● **Work instructions**
Could you print out every entry, character for character?

● **Data excerpts**
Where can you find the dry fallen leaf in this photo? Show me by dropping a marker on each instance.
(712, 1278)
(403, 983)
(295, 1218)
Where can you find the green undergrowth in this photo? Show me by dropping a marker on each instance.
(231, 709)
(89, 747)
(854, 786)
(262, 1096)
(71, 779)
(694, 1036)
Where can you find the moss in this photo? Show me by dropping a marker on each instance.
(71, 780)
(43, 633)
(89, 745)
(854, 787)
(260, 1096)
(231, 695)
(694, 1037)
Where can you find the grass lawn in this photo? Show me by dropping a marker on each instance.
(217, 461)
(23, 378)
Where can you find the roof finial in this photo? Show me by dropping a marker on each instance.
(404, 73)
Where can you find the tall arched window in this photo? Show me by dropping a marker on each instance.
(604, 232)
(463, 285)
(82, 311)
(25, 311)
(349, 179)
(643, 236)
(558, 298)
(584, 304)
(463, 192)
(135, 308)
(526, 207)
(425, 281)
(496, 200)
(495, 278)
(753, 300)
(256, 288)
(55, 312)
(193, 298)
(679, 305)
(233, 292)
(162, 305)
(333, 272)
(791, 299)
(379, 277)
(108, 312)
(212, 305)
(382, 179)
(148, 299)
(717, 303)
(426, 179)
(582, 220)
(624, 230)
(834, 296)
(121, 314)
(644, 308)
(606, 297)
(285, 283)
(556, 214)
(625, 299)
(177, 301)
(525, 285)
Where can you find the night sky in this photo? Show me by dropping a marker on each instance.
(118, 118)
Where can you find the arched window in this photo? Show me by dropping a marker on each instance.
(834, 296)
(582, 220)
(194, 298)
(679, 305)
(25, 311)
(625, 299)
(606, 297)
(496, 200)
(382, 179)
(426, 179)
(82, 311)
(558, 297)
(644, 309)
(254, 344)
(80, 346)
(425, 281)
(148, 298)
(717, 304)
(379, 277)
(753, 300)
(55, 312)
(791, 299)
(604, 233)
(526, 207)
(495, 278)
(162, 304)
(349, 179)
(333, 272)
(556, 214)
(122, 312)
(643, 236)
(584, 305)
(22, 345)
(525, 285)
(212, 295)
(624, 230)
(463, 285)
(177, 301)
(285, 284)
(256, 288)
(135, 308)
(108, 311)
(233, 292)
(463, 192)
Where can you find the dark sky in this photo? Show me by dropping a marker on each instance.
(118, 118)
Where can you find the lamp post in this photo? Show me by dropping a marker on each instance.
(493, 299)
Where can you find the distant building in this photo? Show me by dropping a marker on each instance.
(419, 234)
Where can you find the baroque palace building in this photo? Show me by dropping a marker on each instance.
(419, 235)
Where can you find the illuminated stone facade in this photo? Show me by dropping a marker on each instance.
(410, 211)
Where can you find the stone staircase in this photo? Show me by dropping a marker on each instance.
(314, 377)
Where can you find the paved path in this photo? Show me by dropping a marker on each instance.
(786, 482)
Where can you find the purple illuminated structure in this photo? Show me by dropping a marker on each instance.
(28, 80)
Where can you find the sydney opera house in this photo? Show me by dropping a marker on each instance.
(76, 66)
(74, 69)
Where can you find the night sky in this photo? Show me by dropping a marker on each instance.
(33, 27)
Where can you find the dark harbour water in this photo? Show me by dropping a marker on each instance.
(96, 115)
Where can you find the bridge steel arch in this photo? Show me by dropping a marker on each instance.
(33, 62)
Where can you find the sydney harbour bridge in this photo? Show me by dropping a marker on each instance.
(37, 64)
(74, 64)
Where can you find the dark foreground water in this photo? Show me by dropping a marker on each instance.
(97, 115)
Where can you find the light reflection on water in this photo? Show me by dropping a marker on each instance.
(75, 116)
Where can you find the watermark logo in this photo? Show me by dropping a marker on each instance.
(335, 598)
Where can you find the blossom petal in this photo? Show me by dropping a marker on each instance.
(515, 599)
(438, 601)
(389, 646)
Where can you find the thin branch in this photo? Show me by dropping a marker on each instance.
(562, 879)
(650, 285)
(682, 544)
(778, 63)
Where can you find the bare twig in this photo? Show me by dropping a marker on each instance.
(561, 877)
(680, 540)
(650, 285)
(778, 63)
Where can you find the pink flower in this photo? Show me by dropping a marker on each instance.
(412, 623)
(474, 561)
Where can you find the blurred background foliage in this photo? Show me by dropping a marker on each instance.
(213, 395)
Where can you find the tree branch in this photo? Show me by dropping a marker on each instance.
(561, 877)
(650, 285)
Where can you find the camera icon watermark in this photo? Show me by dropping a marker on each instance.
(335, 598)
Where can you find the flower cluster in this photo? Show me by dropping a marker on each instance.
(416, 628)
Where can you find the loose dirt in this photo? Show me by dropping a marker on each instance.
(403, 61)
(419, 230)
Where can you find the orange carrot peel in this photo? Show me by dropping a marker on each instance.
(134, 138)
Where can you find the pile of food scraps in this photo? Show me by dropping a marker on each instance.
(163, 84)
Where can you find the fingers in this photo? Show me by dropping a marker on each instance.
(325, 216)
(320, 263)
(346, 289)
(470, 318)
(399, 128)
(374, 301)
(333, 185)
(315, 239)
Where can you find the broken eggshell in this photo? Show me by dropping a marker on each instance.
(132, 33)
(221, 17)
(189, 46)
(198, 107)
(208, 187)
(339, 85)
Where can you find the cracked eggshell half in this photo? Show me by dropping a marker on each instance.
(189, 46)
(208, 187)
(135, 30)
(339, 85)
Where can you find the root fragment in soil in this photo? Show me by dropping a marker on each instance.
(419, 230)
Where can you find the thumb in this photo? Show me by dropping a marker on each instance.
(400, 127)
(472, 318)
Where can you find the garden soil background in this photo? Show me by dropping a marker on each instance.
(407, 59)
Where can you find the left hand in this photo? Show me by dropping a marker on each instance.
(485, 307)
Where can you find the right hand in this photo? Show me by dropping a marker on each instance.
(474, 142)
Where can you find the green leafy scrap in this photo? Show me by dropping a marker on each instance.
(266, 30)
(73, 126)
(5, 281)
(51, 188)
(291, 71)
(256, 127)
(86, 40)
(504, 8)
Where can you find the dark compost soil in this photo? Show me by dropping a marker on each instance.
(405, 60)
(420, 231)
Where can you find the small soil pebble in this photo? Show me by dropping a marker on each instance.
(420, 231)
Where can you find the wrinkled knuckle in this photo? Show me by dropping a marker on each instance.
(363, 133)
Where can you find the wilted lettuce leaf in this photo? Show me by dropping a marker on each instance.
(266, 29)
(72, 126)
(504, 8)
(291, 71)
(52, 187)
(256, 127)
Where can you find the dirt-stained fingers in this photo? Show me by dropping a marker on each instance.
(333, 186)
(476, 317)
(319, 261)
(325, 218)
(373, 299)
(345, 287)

● **Response to the task**
Where can you find the dry fallen leaf in this photo? Show me by dropping a marker on each instance.
(712, 1278)
(403, 983)
(295, 1218)
Where can you find the green undergrowth in this photo? Show me by dropping a marker on each instance.
(231, 709)
(89, 747)
(854, 786)
(262, 1096)
(71, 779)
(694, 1036)
Where can you find the moss in this photo? Show me by dropping a marker on each instance.
(71, 780)
(43, 633)
(89, 745)
(854, 787)
(260, 1096)
(231, 695)
(694, 1037)
Where can you find the grass lawn in this photo? Show me by dropping a marker on each instance.
(217, 461)
(23, 378)
Where can you find the roof finial in this photo? Show me by dropping a marker on each instance.
(404, 73)
Where can you find the tall arched window in this photo? Show me by dropping a marker on each instance.
(604, 232)
(463, 285)
(82, 311)
(25, 311)
(349, 179)
(643, 236)
(558, 298)
(584, 304)
(463, 192)
(135, 308)
(526, 207)
(425, 281)
(496, 200)
(495, 278)
(753, 300)
(256, 288)
(55, 312)
(193, 298)
(679, 305)
(233, 292)
(162, 305)
(333, 272)
(791, 299)
(379, 277)
(108, 312)
(212, 305)
(382, 179)
(148, 299)
(717, 303)
(426, 179)
(582, 220)
(624, 230)
(834, 296)
(121, 314)
(644, 308)
(606, 297)
(285, 283)
(556, 214)
(625, 299)
(177, 301)
(525, 285)
Where can you find the night sky in this photo? Show me by dropping a marker on each instance.
(118, 118)
Where can you find the arched window in this photo? Show me by dropping a marker on each instance.
(834, 296)
(582, 220)
(194, 298)
(679, 305)
(25, 311)
(625, 299)
(606, 297)
(496, 200)
(382, 179)
(426, 179)
(82, 311)
(558, 297)
(644, 309)
(254, 344)
(80, 346)
(425, 281)
(148, 298)
(717, 304)
(379, 277)
(753, 300)
(55, 312)
(791, 299)
(604, 233)
(526, 207)
(495, 278)
(162, 304)
(349, 179)
(333, 272)
(556, 214)
(122, 312)
(643, 236)
(584, 305)
(22, 345)
(525, 285)
(212, 295)
(624, 230)
(463, 285)
(177, 301)
(285, 284)
(256, 288)
(135, 308)
(108, 311)
(233, 292)
(463, 192)
Where can you find the dark sky in this photo? Show me by dropping a marker on each instance.
(118, 118)
Where can you find the lamp post in this photo? Show me by dropping a marker on each instance.
(493, 299)
Where can you find the distant building in this photo? Show me by dropping a marker on each instance.
(419, 234)
Where can you find the baroque palace building in this photo? Show me by dropping a marker on each instance.
(419, 235)
Where can you find the illuminated stone facade in this photo? Show me by dropping a marker on each instance.
(410, 211)
Where can you find the stone staircase in this photo? Show me by dropping a marker on each instance.
(314, 377)
Where can you find the paved path in this photo? Show me by dropping a marker on each instance.
(786, 482)
Where can you find the purple illuminated structure in this photo? Show me by dropping a marker on each instance.
(28, 80)
Where can you find the sydney opera house in this photo? Show me by dropping a marker on each instance.
(76, 66)
(74, 69)
Where can you find the night sky in this photo? Show me by dropping a marker on each instance.
(33, 27)
Where can you find the dark harbour water in this photo? Show me by dropping a marker on each instance.
(96, 115)
Where can you find the bridge steel arch in this photo? Show me by dropping a marker on each instance.
(33, 62)
Where can you find the sydney harbour bridge in this photo? Show me by dropping a marker on each instance.
(37, 64)
(74, 64)
Where can you find the dark foreground water in this photo? Show me by dropping a marker on each instance.
(97, 115)
Where can you find the light reflection on water in this photo? Show me by dropping a marker on each instance.
(75, 116)
Where can you find the watermark logo in this photo? Show me by dropping a marker on each instance.
(335, 598)
Where can you find the blossom petal in this photo? Show me by dropping a marker on each instance.
(515, 599)
(438, 601)
(389, 646)
Where can you find the thin branch in this photo? Show me by dropping a marker on each instance.
(562, 879)
(650, 285)
(682, 544)
(778, 63)
Where can you find the bare twig in this photo? Show me by dropping a marker on each instance.
(561, 877)
(680, 540)
(650, 285)
(778, 63)
Where can you find the pink flower in this photo? Show me by dropping a marker on each instance.
(412, 623)
(474, 561)
Where can you find the blurred background foliage in this photo? Show me by dropping a marker on each instance.
(213, 395)
Where can you find the tree branch in this photo? Show me by dropping a marker on each instance.
(561, 877)
(650, 285)
Where can you find the camera icon watermark in this photo? Show me by dropping a marker on each instance.
(335, 598)
Where can you find the flower cluster in this photo? Show me by dropping a marker on each instance.
(416, 628)
Where can you find the loose dirt in this photo? Show me by dropping a marker on each instance.
(403, 61)
(419, 230)
Where can you find the orange carrot peel in this photo? Show me by dropping a marker on each instance.
(134, 138)
Where can you find the pile of food scraps in this photo? Show me by dropping a marker on each instance.
(163, 84)
Where can you find the fingers in this photo? Show me by dropping a marker on each instance.
(325, 216)
(320, 263)
(346, 289)
(470, 318)
(399, 128)
(374, 301)
(333, 185)
(315, 239)
Where can you find the broken eggshell in this photo? Show me by dropping a marker on each instance.
(132, 33)
(221, 17)
(189, 46)
(198, 107)
(208, 187)
(339, 85)
Where can you find the cracked eggshell half in this photo? Show me by dropping a marker on each instance.
(189, 46)
(208, 187)
(135, 30)
(339, 85)
Where can you find the root fragment in soil in this photo? Show me by dropping a marker on each instance.
(419, 230)
Where can you find the thumb in this photo? Show me by dropping a marker on each instance.
(400, 127)
(472, 318)
Where can you find the garden soil background in this photo? Show me by dropping a marker on each instance.
(407, 59)
Where can you find the left hand in this photo? Show me by dropping a marker on each instance.
(485, 307)
Where can you find the right hand in this photo? Show me by dropping a marker on each instance.
(474, 142)
Where can you find the green leafy scrap in this photo? Show me by dropping a marker on each instance.
(266, 30)
(73, 126)
(5, 281)
(51, 188)
(291, 71)
(256, 127)
(86, 40)
(504, 8)
Where can you find the dark compost soil in this photo? Show me by dropping a marker on each instance.
(405, 60)
(420, 231)
Where can you find the small soil pebble in this photo? Show me by dropping a marker on each instance.
(420, 231)
Where can you find the wrinkled knuckle in this photo? Show me by dropping a marker on each instance.
(363, 133)
Where can you find the wilted lettuce leaf in this photo? Show me by dropping a marker on each instance.
(266, 29)
(72, 126)
(504, 8)
(291, 71)
(52, 187)
(256, 127)
Where can you find the dirt-stained fingers in this photo? Show me by dropping a marker on each instance.
(333, 186)
(476, 317)
(319, 261)
(325, 218)
(373, 299)
(345, 287)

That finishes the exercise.